When a grandchild is born

Scarlett Rose Williams

There is no point in wishing to be young again. I ponder this profound fact in the hairdresser today while having another colour to cover my rapidly increasing grey hairs.  I am impatient to finish because I am meeting my daughter-in-law Vanessa for lunch with my eight-month-old grand-daughter Scarlett . This is to be the highlight of my day.

It occurs to me that grand-children are the best part of growing “older’’  if you are blessed enough to have offspring who are busy breeding.  There is no doubt that these children of our children keep us young at heart with a spring in our step and a silly smile on our dial.

My dear mother had 13 grandchildren and I have four little darlings, although the two eldest, Samuel, 11 and Angus, 9, are known to have a feisty relationship at times.
Tomorrow Angus begins his AFL footy season for under nines and I know he will be a champion one day.  I am trying to convince him that Port Power should be his team of choice, but he is a faithful Bulldogs supporter.  Samuel is a genius at the computer and is my personal internet advisor.

Speaking of Angus, I grin remembering when I visited them in London on the occasion of Angus’s fifth birthday and he introduced me thus: “This is my grandma from Australia. I love her, but she can be tough sometimes.’’  Out of the mouths of babes!

When  my latest grandchild, Scarlett arrived I was given a delightful booklet Grandparents and Grandchildren subtitled , The delights of being a grandparent by Camille Liscinsky.

Every page holds a gem of wisdom on why being “older’’ is such a blessing – as long as your only son does not call you “elderly’’ as mine loves to do.

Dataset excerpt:
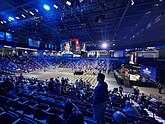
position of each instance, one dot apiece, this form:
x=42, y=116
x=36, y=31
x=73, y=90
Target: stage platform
x=67, y=72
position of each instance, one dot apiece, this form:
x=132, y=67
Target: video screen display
x=8, y=37
x=34, y=43
x=148, y=71
x=2, y=36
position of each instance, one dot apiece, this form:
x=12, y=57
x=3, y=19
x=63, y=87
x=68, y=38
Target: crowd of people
x=102, y=103
x=78, y=101
x=18, y=64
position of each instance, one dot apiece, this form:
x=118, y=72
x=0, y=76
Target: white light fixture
x=68, y=3
x=17, y=17
x=104, y=45
x=23, y=15
x=31, y=12
x=55, y=6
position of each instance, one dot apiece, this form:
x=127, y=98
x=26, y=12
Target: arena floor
x=67, y=72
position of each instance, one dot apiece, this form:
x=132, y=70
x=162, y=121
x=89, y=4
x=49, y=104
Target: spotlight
x=36, y=10
x=46, y=7
x=11, y=18
x=31, y=12
x=68, y=3
x=104, y=45
x=55, y=6
x=17, y=17
x=132, y=2
x=23, y=15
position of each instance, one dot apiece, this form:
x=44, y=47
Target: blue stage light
x=46, y=7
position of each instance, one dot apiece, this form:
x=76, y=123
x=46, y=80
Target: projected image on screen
x=8, y=37
x=2, y=36
x=66, y=50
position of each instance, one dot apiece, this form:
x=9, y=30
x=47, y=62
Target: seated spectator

Problem statement:
Please copy the piece on grandchildren from "My dear mother" to "mouths of babes!", substituting "Swans" for "Bulldogs".

Final answer:
My dear mother had 13 grandchildren and I have four little darlings, although the two eldest, Samuel, 11 and Angus, 9, are known to have a feisty relationship at times.
Tomorrow Angus begins his AFL footy season for under nines and I know he will be a champion one day.  I am trying to convince him that Port Power should be his team of choice, but he is a faithful Swans supporter.  Samuel is a genius at the computer and is my personal internet advisor.

Speaking of Angus, I grin remembering when I visited them in London on the occasion of Angus’s fifth birthday and he introduced me thus: “This is my grandma from Australia. I love her, but she can be tough sometimes.’’  Out of the mouths of babes!